- _Short task 1_
Scale the rows starting with the line containing "the crowd of students" and going on through the line containing "[98,0,343,32]". Write out each of those lines again, requests included, with every bounding box coordinate in the answers multiplied by 0.45 and rounded to a whole number, halves rounded up.

┌─ Document excerpt

Evaluate your provisioned capacity for right-sized provisioning - Amazon DynamoDB
Services or capabilities described in Amazon Web Services documentation might vary by Region. To see the differences applicable to the China Regions, see Getting Started with Amazon Web Services in China.

Evaluate your provisioned capacity for right-sized provisioning

This section provides an overview of how to evaluate if you have right-sized provisioning on your DynamoDB tables. As your workload evolves, you should modify your operational procedures appropriately, especially when your DynamoDB table is configured in provisioned mode and you have the risk to over-provision or under-provision your tables.

The procedures described below require statistical information that should be captured from the DynamoDB tables that are supporting your production application. To understand your application behavior, you should define a period of time that is significant enough to capture the data seasonality from your application. For example, if your application shows weekly patterns, using a three week period should give you enough room for analysing application throughput needs.

└─
┌─ Dataset records

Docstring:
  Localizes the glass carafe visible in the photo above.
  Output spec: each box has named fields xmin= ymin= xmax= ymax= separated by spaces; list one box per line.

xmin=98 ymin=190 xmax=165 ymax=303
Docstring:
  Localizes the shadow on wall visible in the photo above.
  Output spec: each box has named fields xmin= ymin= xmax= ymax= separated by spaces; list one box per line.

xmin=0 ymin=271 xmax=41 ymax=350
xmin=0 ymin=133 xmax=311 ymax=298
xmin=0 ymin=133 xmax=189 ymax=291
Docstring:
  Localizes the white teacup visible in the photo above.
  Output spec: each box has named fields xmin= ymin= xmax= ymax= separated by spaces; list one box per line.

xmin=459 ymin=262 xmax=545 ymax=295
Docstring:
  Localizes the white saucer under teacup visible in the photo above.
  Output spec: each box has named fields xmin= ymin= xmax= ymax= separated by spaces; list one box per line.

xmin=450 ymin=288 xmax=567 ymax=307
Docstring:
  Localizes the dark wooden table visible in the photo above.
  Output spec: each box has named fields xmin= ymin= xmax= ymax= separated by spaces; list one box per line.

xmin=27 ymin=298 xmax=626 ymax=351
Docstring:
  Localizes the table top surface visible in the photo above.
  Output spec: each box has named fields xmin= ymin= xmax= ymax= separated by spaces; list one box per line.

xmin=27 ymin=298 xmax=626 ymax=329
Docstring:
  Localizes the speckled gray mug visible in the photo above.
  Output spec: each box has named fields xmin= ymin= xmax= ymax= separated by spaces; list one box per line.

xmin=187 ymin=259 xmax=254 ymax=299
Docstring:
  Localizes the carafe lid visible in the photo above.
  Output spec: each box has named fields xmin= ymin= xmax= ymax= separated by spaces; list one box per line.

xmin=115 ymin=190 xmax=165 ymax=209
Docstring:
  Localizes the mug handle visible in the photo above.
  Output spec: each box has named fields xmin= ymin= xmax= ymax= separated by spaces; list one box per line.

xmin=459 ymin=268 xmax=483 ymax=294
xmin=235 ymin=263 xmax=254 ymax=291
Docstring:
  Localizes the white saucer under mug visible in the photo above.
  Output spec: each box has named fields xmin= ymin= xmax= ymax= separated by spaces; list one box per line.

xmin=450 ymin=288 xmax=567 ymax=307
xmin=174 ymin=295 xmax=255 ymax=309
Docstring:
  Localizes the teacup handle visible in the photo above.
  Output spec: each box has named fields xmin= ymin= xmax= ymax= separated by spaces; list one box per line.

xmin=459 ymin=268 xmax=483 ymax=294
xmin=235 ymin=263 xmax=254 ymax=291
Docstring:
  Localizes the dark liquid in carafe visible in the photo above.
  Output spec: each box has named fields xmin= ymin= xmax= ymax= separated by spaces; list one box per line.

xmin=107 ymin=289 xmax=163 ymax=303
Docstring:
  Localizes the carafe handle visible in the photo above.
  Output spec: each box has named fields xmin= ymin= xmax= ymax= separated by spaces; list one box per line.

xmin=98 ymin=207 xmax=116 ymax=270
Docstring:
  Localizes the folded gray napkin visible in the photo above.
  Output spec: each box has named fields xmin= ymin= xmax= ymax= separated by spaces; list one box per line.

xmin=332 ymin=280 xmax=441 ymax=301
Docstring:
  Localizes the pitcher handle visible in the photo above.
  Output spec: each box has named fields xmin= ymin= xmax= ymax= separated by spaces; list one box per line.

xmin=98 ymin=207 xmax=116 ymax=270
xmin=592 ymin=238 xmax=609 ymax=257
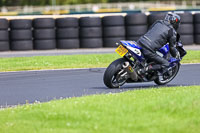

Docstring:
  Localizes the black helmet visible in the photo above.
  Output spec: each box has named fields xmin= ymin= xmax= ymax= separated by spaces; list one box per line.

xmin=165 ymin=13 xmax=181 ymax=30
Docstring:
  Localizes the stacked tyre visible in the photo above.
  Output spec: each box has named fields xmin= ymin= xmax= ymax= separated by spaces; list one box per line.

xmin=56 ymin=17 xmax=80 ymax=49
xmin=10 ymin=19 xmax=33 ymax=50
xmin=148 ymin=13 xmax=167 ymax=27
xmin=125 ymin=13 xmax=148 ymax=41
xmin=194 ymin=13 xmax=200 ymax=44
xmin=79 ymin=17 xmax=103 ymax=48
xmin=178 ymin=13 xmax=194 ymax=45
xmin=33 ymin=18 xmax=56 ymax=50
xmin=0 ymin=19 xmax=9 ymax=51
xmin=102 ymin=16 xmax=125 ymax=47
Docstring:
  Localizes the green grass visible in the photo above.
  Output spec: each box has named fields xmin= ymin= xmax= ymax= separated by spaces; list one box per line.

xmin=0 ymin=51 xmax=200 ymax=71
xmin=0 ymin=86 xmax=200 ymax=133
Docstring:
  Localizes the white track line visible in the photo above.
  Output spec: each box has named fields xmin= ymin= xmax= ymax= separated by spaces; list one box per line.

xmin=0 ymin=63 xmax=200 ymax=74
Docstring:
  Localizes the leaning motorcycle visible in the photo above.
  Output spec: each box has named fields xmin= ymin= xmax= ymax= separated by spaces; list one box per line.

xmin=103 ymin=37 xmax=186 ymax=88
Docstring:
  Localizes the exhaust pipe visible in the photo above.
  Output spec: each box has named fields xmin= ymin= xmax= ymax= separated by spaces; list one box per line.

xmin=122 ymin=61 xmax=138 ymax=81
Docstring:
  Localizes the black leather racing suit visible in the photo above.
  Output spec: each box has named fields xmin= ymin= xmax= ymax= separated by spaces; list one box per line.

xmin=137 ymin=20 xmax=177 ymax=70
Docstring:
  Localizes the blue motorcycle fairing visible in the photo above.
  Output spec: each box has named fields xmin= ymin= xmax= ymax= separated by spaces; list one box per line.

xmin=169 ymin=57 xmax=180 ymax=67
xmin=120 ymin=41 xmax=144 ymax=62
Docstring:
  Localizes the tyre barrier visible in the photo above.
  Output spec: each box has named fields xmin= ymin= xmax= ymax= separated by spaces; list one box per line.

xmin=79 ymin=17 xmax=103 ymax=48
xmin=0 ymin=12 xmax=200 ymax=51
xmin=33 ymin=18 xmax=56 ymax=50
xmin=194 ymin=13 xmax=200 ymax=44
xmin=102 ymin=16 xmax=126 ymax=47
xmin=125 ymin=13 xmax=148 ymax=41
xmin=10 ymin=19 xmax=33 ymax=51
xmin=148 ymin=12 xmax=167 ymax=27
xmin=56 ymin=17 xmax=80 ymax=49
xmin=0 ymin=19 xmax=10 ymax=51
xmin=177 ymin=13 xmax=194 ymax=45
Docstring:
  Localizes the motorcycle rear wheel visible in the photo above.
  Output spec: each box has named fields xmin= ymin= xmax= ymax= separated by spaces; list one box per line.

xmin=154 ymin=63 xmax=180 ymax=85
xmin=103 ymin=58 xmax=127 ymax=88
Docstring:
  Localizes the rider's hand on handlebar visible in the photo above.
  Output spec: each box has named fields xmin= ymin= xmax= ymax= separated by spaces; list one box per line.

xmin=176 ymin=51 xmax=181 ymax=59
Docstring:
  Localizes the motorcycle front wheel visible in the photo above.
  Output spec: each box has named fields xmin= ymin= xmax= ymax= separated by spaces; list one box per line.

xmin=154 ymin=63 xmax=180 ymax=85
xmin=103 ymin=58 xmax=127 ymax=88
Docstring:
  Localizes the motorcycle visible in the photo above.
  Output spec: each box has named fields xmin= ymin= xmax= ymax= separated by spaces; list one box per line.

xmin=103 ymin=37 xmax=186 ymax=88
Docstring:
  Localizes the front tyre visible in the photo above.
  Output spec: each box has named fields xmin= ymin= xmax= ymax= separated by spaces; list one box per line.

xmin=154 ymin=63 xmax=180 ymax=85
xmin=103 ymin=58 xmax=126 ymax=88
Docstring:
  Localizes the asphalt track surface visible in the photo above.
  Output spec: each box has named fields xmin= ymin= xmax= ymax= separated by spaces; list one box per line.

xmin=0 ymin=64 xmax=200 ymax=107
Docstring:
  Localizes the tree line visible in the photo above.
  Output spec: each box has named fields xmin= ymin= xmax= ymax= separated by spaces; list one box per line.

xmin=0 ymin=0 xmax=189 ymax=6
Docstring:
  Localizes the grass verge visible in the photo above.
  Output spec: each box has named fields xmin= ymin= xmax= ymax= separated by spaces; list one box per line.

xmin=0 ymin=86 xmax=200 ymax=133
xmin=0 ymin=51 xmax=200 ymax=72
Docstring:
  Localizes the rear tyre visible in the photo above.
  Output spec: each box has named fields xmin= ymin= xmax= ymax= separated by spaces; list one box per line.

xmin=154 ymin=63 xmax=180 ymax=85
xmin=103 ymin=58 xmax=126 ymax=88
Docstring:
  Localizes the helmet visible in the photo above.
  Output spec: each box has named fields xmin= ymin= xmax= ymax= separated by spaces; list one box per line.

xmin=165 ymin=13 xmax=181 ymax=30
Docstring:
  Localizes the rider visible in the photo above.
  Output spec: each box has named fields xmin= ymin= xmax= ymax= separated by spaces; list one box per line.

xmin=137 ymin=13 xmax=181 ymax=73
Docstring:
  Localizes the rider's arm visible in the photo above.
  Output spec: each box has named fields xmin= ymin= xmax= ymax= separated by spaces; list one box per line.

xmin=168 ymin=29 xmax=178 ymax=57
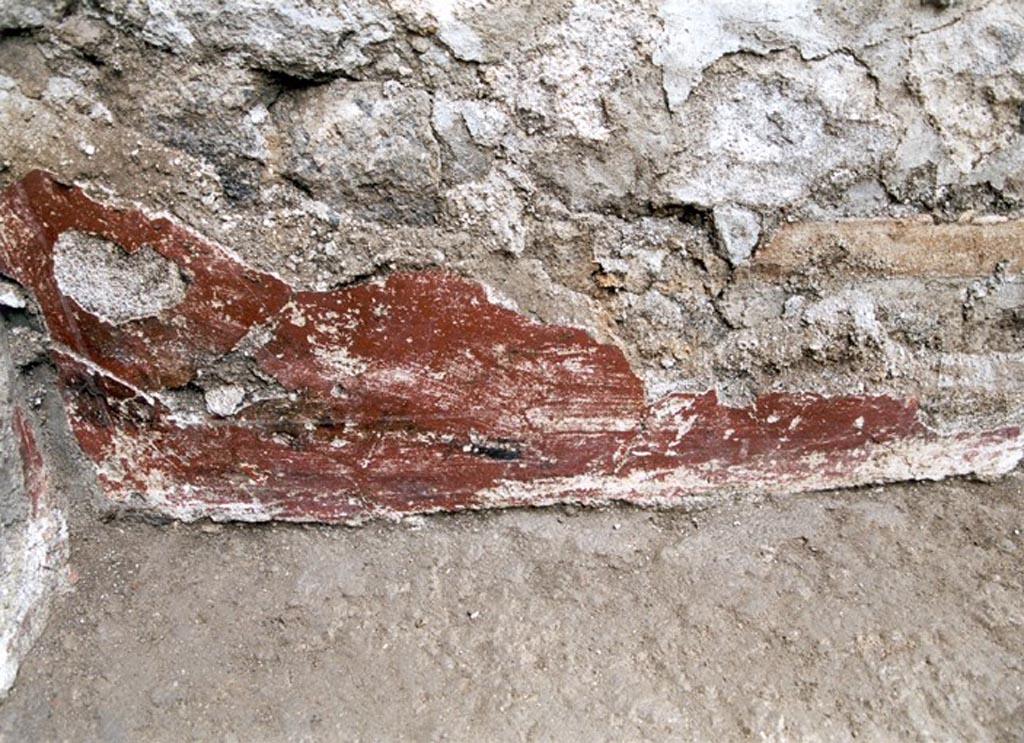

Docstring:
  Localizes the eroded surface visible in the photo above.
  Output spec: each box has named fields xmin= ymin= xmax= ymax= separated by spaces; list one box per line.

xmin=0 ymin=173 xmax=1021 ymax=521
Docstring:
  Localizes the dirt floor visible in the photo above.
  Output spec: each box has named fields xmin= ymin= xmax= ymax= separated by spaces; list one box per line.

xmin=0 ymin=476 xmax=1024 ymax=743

└─
┌─ Dataset records

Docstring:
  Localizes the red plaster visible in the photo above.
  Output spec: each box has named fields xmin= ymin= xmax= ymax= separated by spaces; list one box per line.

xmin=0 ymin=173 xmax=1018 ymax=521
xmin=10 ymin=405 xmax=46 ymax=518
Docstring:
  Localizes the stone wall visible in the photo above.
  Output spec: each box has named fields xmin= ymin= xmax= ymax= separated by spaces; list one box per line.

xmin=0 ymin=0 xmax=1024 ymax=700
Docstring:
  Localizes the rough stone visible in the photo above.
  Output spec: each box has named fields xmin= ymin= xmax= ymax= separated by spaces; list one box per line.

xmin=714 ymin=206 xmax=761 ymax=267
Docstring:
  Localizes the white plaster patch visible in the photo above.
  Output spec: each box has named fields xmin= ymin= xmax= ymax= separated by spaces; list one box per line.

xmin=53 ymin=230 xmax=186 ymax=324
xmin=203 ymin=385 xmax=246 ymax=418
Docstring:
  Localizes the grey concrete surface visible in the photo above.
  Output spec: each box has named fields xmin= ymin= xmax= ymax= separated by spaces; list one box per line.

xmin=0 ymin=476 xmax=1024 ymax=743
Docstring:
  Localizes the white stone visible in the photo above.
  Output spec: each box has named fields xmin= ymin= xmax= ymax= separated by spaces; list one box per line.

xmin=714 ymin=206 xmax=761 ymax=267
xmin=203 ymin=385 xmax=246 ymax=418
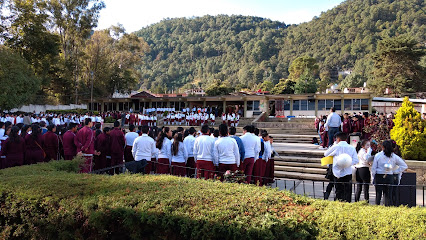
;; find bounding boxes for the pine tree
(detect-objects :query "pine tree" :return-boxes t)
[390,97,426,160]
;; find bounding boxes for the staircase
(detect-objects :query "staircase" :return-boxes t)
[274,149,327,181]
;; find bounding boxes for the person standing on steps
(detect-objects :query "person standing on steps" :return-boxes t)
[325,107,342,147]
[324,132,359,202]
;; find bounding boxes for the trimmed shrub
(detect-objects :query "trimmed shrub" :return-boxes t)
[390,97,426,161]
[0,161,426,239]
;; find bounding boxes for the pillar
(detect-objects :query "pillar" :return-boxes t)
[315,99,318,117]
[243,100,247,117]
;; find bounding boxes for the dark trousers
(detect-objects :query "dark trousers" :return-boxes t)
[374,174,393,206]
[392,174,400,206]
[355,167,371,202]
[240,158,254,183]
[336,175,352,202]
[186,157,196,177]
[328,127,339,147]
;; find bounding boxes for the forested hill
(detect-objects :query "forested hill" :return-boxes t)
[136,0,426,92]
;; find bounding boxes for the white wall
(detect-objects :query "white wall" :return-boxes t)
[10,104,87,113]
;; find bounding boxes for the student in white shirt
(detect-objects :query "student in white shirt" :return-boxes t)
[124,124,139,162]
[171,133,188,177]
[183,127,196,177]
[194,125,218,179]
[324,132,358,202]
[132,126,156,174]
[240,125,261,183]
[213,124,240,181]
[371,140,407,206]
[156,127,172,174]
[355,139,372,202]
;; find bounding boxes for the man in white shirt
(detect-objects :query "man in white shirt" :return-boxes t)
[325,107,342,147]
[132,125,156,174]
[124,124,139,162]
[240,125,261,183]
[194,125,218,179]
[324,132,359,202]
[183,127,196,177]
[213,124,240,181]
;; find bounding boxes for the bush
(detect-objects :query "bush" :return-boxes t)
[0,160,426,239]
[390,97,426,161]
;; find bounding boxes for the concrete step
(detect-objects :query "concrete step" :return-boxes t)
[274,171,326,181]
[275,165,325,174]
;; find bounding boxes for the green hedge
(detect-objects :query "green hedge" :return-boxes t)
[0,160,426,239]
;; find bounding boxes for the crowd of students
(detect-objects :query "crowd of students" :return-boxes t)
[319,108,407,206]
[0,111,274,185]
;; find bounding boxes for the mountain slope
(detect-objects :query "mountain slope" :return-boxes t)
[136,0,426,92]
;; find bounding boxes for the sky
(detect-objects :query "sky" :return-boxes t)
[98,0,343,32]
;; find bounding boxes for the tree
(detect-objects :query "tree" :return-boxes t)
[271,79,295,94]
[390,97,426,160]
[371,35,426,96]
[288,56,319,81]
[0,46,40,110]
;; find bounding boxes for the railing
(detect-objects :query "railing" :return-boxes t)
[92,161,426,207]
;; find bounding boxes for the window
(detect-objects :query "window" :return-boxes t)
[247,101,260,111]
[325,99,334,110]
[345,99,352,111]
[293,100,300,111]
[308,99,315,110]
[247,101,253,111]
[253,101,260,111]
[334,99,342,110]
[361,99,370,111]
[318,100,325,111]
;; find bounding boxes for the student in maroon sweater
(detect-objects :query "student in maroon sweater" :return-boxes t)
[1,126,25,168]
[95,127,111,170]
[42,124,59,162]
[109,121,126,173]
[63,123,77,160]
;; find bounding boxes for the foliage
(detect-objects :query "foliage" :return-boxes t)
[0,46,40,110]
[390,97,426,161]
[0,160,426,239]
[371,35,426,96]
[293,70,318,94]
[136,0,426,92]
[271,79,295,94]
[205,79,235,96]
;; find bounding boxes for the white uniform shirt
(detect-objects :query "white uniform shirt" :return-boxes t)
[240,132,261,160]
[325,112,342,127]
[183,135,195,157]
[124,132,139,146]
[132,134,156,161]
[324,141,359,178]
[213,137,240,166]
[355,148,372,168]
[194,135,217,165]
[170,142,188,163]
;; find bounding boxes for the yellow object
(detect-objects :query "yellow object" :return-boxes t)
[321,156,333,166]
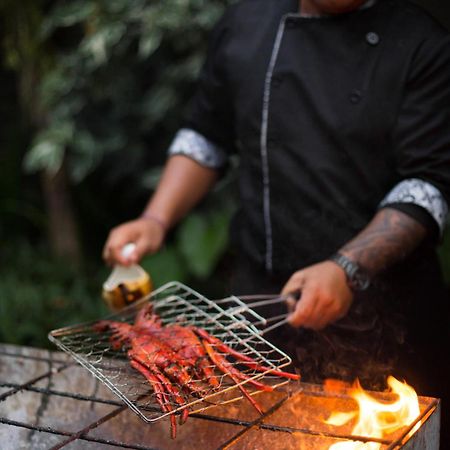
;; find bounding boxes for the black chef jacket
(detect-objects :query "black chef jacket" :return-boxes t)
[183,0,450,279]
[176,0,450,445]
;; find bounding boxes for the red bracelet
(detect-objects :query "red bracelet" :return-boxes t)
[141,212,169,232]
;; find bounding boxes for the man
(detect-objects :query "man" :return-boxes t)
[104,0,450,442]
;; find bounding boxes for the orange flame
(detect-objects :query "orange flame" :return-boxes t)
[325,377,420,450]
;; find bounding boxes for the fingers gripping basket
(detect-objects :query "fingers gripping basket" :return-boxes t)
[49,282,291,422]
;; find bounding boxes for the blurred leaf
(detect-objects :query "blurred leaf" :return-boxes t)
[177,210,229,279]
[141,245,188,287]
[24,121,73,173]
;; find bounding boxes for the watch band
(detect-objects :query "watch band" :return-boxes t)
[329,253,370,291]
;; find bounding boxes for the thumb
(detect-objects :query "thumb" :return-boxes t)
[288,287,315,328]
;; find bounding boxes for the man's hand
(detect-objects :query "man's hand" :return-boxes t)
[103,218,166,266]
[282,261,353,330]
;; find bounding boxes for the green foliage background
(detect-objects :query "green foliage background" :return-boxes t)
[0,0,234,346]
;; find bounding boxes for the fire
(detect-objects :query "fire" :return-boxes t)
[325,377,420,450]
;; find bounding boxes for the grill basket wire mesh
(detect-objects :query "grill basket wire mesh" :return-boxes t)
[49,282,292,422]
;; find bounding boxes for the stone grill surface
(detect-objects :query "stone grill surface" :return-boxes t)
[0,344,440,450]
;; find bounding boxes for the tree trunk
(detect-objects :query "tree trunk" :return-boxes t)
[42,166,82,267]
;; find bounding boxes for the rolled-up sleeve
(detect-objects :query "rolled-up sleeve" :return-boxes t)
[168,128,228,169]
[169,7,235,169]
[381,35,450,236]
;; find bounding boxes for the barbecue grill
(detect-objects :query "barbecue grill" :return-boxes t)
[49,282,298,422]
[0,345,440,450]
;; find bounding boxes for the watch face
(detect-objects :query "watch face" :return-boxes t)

└─
┌─ Dataset records

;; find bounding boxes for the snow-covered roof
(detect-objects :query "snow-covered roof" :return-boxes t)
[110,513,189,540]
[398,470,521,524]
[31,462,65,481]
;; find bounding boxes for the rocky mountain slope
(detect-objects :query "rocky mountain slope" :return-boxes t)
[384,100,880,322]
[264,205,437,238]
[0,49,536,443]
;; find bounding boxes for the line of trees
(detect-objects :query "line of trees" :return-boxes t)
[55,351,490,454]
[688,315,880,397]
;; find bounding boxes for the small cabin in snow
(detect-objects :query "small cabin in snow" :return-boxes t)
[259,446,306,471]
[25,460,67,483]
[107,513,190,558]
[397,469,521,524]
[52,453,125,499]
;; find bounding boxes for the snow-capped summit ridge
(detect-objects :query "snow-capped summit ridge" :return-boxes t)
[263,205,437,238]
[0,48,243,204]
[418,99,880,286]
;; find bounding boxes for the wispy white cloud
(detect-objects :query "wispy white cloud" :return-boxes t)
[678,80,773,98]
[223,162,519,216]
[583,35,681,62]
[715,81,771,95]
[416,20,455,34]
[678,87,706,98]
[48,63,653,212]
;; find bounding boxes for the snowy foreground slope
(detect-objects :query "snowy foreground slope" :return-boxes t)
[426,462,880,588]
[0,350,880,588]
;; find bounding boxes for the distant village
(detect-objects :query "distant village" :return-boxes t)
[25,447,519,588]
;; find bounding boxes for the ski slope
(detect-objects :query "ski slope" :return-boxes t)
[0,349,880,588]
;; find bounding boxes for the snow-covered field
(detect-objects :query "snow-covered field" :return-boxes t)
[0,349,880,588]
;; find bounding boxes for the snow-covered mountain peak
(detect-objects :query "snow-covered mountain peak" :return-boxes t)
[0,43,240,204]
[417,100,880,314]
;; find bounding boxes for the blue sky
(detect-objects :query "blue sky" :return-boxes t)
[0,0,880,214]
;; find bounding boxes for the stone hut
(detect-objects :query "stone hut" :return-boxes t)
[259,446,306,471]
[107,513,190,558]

└─

- _Short task 2_
Quote every sentence in the DynamoDB provisioning excerpt that contains the word "should".

- _Exercise output 1_
;; find bounding boxes for the crowd of students
(detect-objects :query "crowd of students" :return-boxes t)
[144,49,183,93]
[0,50,123,83]
;; find bounding boxes for the mountain slope
(detect-objects :query "mountain slope" :return-boxes t)
[61,0,192,41]
;; find bounding boxes for the sky
(detect-objects :query "sky" :return-boxes t)
[44,0,154,14]

- _Exercise output 2_
1. As your workload evolves, you should modify your operational procedures appropriately, especially when your DynamoDB table is configured in provisioned mode and you have the risk to over-provision or under-provision your tables.
2. The procedures described below require statistical information that should be captured from the DynamoDB tables that are supporting your production application.
3. To understand your application behavior, you should define a period of time that is significant enough to capture the data seasonality from your application.
4. For example, if your application shows weekly patterns, using a three week period should give you enough room for analysing application throughput needs.